WHAT YOU WILL DO: Lay out these lines as a numbered list, dropping any blank lines, and leave the pictures out of your answer.

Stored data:
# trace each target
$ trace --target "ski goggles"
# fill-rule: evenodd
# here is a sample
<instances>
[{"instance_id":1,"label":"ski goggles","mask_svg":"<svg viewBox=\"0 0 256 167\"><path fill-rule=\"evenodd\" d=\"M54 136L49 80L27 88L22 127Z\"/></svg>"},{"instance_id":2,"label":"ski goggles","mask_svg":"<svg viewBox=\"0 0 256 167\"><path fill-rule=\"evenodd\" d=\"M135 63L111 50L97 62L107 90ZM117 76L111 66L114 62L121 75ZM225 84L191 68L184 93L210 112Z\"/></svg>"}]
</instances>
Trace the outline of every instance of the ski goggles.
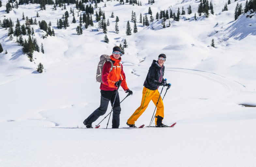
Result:
<instances>
[{"instance_id":1,"label":"ski goggles","mask_svg":"<svg viewBox=\"0 0 256 167\"><path fill-rule=\"evenodd\" d=\"M162 60L165 61L165 59L164 58L158 58L158 60Z\"/></svg>"},{"instance_id":2,"label":"ski goggles","mask_svg":"<svg viewBox=\"0 0 256 167\"><path fill-rule=\"evenodd\" d=\"M113 53L116 55L120 55L121 54L121 53L119 52L113 52Z\"/></svg>"}]
</instances>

TASK RESULT:
1. # trace each target
2. $ trace --target "ski goggles"
3. # fill-rule: evenodd
4. # here is a sample
5. <instances>
6. [{"instance_id":1,"label":"ski goggles","mask_svg":"<svg viewBox=\"0 0 256 167\"><path fill-rule=\"evenodd\" d=\"M54 136L49 80L27 88L22 127Z\"/></svg>"},{"instance_id":2,"label":"ski goggles","mask_svg":"<svg viewBox=\"0 0 256 167\"><path fill-rule=\"evenodd\" d=\"M135 63L111 50L97 62L107 90ZM117 76L111 66L114 62L121 75ZM225 84L191 68L184 93L210 112Z\"/></svg>"}]
7. </instances>
8. Trace the outline of every instance of the ski goggles.
9. Result:
10. <instances>
11. [{"instance_id":1,"label":"ski goggles","mask_svg":"<svg viewBox=\"0 0 256 167\"><path fill-rule=\"evenodd\" d=\"M162 60L165 61L165 59L164 58L158 58L158 60Z\"/></svg>"},{"instance_id":2,"label":"ski goggles","mask_svg":"<svg viewBox=\"0 0 256 167\"><path fill-rule=\"evenodd\" d=\"M113 53L116 55L120 55L121 54L121 53L119 52L113 52Z\"/></svg>"}]
12. </instances>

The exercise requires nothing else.